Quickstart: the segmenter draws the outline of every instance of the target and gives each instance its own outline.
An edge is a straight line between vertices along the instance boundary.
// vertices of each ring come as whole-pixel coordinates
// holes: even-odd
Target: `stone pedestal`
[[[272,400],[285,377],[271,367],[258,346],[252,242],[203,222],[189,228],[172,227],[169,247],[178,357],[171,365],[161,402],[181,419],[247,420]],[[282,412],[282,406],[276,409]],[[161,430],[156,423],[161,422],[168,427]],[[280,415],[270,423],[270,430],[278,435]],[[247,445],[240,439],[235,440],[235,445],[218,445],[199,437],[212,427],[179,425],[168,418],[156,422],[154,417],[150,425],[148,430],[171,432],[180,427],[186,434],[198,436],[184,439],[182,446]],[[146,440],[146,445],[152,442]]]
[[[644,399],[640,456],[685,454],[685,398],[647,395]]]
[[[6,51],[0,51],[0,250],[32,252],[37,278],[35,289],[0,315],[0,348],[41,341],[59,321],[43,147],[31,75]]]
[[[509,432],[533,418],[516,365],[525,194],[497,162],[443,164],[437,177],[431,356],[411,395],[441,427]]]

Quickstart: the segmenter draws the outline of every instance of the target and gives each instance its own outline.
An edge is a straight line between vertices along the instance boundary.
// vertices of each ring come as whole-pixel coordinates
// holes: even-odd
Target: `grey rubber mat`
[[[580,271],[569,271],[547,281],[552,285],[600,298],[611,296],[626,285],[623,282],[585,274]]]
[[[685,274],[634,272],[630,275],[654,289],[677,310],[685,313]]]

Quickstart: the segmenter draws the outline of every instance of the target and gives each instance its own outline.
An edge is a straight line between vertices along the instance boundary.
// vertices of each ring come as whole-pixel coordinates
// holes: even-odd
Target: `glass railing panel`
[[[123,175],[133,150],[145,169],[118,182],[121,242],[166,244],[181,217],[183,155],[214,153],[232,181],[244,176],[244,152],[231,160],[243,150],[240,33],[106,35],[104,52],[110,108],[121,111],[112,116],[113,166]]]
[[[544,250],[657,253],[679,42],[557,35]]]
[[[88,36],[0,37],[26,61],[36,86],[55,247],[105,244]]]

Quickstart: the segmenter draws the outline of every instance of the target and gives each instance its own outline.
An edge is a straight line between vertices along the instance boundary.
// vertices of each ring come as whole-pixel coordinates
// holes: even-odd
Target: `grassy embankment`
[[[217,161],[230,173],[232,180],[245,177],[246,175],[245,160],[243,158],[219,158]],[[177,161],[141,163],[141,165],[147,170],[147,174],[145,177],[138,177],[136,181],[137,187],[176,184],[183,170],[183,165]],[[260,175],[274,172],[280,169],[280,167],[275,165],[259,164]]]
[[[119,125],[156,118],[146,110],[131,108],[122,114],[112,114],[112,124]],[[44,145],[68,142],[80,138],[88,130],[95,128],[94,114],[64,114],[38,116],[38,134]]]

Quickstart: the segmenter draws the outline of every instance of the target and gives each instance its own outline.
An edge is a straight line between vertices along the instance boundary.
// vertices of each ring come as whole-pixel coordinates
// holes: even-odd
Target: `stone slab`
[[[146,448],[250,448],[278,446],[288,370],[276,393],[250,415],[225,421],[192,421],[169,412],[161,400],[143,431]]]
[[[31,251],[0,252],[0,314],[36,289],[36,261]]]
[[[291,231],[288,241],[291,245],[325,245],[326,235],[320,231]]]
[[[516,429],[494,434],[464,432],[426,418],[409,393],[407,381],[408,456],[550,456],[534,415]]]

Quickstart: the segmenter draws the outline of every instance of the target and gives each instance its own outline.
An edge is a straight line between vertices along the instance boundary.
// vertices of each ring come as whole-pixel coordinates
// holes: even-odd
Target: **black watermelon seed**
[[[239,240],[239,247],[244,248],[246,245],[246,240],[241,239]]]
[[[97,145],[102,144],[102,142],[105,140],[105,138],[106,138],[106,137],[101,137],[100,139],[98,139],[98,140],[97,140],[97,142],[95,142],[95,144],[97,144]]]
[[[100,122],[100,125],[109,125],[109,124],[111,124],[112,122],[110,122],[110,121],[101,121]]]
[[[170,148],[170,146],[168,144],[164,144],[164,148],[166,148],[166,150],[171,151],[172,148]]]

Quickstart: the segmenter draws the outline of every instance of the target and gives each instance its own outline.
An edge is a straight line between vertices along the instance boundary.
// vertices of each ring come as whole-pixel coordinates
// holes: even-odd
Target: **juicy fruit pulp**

------------------------------

Brief. In the rows from the first line up to and including the line with "[[[685,274],[634,272],[630,275],[654,289],[677,310],[685,313]]]", substitute "annotator" for "segmenter" and write those lines out again, changing nothing else.

Result.
Quickstart: the annotator draws the outline of every instance of the target and gives each instance its own outline.
An edge is a straight line between vertices along the instance boundary.
// vertices of each ring come as whole-pixel coordinates
// holes: even-odd
Target: `stone pedestal`
[[[272,400],[285,377],[271,367],[258,346],[252,242],[203,222],[189,228],[172,227],[169,247],[178,357],[171,365],[161,402],[181,419],[247,420]],[[282,412],[282,406],[276,409]],[[161,430],[156,423],[161,422],[168,427]],[[280,415],[270,423],[270,430],[278,435]],[[247,445],[240,439],[235,440],[235,445],[218,445],[199,437],[212,427],[179,425],[168,418],[156,422],[154,417],[150,425],[148,430],[171,432],[180,427],[186,434],[198,436],[184,439],[182,446]],[[146,440],[146,445],[152,442]]]
[[[644,399],[640,456],[685,454],[685,398],[647,395]]]
[[[6,51],[0,51],[0,250],[32,252],[37,278],[35,289],[0,315],[0,348],[41,341],[59,321],[43,147],[31,75]]]
[[[509,432],[533,418],[516,365],[525,194],[497,162],[443,164],[437,177],[431,356],[411,395],[441,427]]]

Quickstart: the annotator draws the outline of every instance of the target and gives each instance its own outline.
An edge is a straight line between vertices along the instance boundary.
// vertices of each ring come as whole-pixel coordinates
// holes: even-odd
Target: `grey rubber mat`
[[[580,271],[569,271],[547,281],[552,285],[600,298],[611,296],[626,285],[623,282],[585,274]]]
[[[685,274],[634,272],[630,275],[654,289],[677,310],[685,313]]]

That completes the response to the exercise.